TASK PROMPT: Write out, exactly as they appear, only the lines running from the line with "Where can the recessed" to the final line of the listing; include both.

THE RECORDS:

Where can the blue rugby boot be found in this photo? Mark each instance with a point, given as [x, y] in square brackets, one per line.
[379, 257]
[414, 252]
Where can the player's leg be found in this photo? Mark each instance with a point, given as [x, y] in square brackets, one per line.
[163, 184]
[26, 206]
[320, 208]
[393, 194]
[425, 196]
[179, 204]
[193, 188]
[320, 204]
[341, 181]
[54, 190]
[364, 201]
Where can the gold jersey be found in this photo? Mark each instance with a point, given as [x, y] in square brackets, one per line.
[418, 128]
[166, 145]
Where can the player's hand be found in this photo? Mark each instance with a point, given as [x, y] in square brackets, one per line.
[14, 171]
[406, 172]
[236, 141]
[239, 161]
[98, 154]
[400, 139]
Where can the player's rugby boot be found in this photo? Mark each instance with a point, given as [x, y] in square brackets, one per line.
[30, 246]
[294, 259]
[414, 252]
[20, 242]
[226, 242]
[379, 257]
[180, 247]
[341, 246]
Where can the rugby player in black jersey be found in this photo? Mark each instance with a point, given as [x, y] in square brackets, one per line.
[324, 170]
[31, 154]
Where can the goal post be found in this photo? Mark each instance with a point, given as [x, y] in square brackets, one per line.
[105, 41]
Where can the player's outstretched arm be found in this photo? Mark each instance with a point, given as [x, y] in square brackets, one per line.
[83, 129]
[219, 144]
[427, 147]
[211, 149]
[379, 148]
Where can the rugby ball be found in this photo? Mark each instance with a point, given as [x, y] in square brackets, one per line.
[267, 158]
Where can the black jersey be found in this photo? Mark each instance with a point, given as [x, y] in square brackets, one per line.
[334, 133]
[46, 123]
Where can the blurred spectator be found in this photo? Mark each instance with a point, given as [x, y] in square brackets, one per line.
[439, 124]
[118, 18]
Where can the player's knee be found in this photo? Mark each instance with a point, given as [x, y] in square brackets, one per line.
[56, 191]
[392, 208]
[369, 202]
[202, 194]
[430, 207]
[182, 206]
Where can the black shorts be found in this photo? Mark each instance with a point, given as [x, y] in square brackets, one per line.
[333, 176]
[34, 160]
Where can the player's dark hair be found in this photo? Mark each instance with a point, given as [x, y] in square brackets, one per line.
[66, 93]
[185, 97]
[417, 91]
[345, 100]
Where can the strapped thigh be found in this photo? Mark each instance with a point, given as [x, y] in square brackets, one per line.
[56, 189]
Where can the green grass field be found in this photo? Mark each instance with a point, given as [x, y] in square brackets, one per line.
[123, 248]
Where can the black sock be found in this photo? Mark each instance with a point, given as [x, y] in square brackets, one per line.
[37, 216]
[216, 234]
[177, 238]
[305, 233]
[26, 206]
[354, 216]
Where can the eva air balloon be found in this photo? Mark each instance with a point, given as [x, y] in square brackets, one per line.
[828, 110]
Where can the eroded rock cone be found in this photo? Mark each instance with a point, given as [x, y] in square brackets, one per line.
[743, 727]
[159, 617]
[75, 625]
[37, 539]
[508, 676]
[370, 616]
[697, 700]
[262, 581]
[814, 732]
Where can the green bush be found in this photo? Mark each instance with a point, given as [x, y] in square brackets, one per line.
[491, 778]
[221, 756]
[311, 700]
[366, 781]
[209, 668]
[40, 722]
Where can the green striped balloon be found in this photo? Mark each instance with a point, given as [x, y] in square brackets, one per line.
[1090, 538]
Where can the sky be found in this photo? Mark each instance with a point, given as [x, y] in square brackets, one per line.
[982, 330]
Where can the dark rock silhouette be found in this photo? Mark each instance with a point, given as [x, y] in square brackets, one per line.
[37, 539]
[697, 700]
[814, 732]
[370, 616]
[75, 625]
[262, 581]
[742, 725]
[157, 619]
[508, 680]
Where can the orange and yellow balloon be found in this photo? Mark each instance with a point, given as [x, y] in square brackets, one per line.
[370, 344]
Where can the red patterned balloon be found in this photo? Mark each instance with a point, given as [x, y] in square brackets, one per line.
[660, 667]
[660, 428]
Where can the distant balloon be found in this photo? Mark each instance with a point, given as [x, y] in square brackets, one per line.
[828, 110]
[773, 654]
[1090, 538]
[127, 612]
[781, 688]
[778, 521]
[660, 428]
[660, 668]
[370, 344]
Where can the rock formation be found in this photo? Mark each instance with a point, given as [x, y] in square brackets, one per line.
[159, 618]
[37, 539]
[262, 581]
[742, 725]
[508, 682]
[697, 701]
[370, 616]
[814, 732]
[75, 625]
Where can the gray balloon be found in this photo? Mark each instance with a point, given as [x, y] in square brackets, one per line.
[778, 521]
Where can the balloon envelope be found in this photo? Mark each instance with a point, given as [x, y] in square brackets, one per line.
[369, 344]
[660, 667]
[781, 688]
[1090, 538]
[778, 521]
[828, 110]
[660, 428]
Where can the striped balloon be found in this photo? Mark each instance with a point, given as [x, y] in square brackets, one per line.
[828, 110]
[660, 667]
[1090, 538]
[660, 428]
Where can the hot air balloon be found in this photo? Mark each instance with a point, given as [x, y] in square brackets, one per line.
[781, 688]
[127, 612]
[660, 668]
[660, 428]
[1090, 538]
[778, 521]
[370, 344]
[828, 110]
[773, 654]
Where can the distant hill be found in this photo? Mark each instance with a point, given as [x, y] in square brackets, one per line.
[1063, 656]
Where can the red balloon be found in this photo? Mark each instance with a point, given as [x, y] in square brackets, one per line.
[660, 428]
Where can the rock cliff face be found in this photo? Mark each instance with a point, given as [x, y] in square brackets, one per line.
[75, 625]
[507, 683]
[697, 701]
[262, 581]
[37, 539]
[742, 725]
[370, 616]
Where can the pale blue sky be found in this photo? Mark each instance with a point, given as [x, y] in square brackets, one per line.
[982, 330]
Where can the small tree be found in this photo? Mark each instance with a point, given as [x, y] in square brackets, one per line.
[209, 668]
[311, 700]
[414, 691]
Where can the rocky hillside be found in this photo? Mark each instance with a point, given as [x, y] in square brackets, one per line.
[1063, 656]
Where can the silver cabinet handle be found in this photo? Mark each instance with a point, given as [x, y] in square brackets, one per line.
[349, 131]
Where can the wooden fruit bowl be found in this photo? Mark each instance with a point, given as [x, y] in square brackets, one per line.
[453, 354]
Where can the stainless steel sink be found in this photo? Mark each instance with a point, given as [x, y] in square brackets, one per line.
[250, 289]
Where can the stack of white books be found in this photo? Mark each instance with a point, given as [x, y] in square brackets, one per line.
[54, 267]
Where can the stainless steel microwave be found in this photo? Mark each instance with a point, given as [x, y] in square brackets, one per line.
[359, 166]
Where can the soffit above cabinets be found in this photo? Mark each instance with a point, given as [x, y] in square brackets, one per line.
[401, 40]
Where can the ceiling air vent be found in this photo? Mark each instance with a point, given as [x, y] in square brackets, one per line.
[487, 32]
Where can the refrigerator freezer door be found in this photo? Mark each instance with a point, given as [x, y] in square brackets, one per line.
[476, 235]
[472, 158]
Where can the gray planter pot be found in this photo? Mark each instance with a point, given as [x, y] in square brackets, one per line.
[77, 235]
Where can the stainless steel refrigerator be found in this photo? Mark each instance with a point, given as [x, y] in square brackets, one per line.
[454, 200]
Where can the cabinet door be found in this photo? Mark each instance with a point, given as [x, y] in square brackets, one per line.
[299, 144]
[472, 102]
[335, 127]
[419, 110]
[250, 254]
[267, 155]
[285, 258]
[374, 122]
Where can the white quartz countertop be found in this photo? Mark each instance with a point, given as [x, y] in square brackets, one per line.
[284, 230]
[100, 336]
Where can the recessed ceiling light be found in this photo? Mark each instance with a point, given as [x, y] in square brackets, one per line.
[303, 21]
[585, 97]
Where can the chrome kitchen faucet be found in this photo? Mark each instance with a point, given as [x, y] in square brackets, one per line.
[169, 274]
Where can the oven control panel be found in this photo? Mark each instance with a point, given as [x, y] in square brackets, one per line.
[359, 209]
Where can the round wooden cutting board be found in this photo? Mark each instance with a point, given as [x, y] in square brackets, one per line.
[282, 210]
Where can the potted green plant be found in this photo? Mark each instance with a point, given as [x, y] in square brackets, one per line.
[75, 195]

THE SOLUTION:
Where can the recessed ceiling light be found in this photo? Mark each instance with a point, given as [x, y] in square brackets, one per line.
[303, 21]
[585, 97]
Where can the chrome kitchen faucet be found in this photo? Mark each instance with a point, given as [x, y] in square brackets, one per line.
[169, 274]
Where can the oven control panel be found in this photo? Mark each instance with a point, given as [x, y] in square brackets, one per line.
[359, 209]
Where can the round wooden cutting board be found in this photo? Mark each instance with a point, given as [x, y] in square brackets, one per line.
[282, 210]
Where can the potted green plant be found in this photo? Mark each instance with a point, given as [x, y] in square brackets, one per line.
[75, 195]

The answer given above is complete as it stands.